## WORK TO DO
Output the following lines verbatim, with no changes.

(Entries taken from a collection)
[START]
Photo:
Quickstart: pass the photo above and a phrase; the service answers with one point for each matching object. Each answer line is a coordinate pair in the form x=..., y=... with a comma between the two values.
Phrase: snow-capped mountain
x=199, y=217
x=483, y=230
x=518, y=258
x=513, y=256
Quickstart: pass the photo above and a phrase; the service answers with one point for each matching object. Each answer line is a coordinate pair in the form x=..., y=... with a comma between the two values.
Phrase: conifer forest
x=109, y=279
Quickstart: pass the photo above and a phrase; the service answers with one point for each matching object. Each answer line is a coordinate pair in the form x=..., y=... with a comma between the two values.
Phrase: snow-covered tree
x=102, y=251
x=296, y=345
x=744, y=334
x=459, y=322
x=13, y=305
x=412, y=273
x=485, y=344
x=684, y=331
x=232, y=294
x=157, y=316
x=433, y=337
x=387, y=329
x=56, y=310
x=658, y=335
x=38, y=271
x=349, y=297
[END]
## OUTPUT OF THE EXERCISE
Photo:
Quickstart: pass the photo above and a phrase; the service answers with one point for each matching object. Each answer line is a coordinate pair in the form x=..., y=... with a comma between the two values.
Phrase: snow-capped mountain
x=199, y=217
x=483, y=230
x=518, y=258
x=513, y=256
Quickstart: pass the photo above and a phrase; the service answers with one point for each matching object. Each answer line is a coordinate pair in the form x=..., y=... with a comma between the two values.
Phrase: conifer forest
x=109, y=279
Quickstart: pass the photo above and a phrase; the service answers with one point for each matching object. Each answer line is a coordinate pair in the form x=..., y=... with a comma between the two values.
Phrase: snow-covered tree
x=102, y=251
x=296, y=345
x=744, y=334
x=459, y=322
x=13, y=305
x=412, y=273
x=485, y=344
x=684, y=331
x=232, y=294
x=157, y=316
x=433, y=337
x=387, y=329
x=56, y=310
x=658, y=335
x=38, y=271
x=349, y=297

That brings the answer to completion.